'''

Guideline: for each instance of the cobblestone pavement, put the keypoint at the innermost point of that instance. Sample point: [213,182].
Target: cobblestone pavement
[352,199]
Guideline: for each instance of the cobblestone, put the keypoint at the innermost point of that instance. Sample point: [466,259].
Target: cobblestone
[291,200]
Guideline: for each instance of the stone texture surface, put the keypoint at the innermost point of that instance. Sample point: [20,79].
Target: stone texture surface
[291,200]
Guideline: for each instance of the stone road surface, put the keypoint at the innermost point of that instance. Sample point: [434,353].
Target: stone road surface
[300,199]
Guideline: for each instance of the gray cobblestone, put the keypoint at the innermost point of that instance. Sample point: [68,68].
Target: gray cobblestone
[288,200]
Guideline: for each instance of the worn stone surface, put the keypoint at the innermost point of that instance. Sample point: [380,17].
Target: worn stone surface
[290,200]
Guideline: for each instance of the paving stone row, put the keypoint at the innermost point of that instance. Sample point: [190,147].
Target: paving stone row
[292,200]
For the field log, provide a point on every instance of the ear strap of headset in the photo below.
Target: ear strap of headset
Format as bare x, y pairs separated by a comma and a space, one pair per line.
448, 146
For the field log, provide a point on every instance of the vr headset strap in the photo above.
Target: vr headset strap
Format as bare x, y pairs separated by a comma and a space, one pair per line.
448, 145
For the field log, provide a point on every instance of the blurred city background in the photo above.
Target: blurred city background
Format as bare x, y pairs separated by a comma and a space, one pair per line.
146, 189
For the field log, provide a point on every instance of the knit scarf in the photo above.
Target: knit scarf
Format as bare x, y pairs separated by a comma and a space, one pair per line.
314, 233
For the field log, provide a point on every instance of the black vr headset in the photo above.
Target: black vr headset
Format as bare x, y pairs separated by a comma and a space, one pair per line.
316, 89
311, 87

'''

▶ **PROBLEM TO SOLVE**
Please copy every line of the material exactly.

▶ **RESULT OF THIS EXERCISE**
Guideline: for each instance of the cobblestone pavement, put the keypoint at the innermost point of that instance. Sample point: [213,182].
Target: cobblestone pavement
[352,199]
Guideline: for each instance of the cobblestone, put the keypoint at the innermost point of that instance. Sample point: [466,259].
Target: cobblestone
[291,200]
Guideline: for each instance of the stone texture surface, put the keypoint at the innermost point of that instance. Sample point: [20,79].
Target: stone texture surface
[291,200]
Guideline: for each instance of the stone road surface, put the keypoint at the innermost point of that instance. Sample point: [434,353].
Target: stone road surface
[300,199]
Guideline: for each instance of the gray cobblestone, put the keypoint at the innermost point of that instance. Sample point: [68,68].
Target: gray cobblestone
[288,200]
Guideline: for each instance of the worn stone surface, put the keypoint at the innermost point of that instance. Sample point: [380,17].
Target: worn stone surface
[290,200]
Guideline: for each instance of the paving stone row, put the keypoint at the innermost point of that instance. Sample point: [190,147].
Target: paving stone row
[292,200]
For the field log, provide a point on every instance of the ear strap of headset in the photo below.
Target: ear strap of headset
Format as bare x, y pairs separated by a comma and a space, one pair per line.
448, 146
For the field log, provide a point on every instance of the vr headset strap in the photo above.
Target: vr headset strap
Format as bare x, y pairs separated by a comma and a space, one pair per line.
448, 145
For the field log, provide a point on every instance of the blurred city background in the photo above.
Target: blurred city background
Format as bare x, y pairs separated by a comma and a space, one pair per line.
146, 189
For the field log, provide a point on every instance of the knit scarf in the photo above.
Target: knit scarf
Format as bare x, y pairs separated by a comma and a space, one pair per line.
314, 233
For the field log, provide a point on every instance of the black vr headset in the photo above.
Target: black vr headset
Format as bare x, y pairs separated by a comma and a space, one pair per line.
316, 89
311, 87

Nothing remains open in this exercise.